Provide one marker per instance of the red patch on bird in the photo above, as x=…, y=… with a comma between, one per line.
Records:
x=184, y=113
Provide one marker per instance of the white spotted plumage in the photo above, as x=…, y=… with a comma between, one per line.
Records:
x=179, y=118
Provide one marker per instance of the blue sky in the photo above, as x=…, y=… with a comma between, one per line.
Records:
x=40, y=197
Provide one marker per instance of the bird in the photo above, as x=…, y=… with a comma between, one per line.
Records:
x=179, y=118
###
Each record should be returned precisely as written.

Provide one marker per instance of the red patch on bird in the photo above, as x=…, y=… with a comma between, one per line.
Records:
x=184, y=113
Provide one marker per instance of the white spotted plumage in the photo above, as x=…, y=… with a comma between, one per line.
Records:
x=179, y=118
Provide one marker per instance of the blue sky in the photo above, as x=…, y=… with a comma between, one per line.
Records:
x=40, y=197
Provide one marker per instance of the bird in the photo above, as x=…, y=… with a comma between, one per line.
Records:
x=179, y=118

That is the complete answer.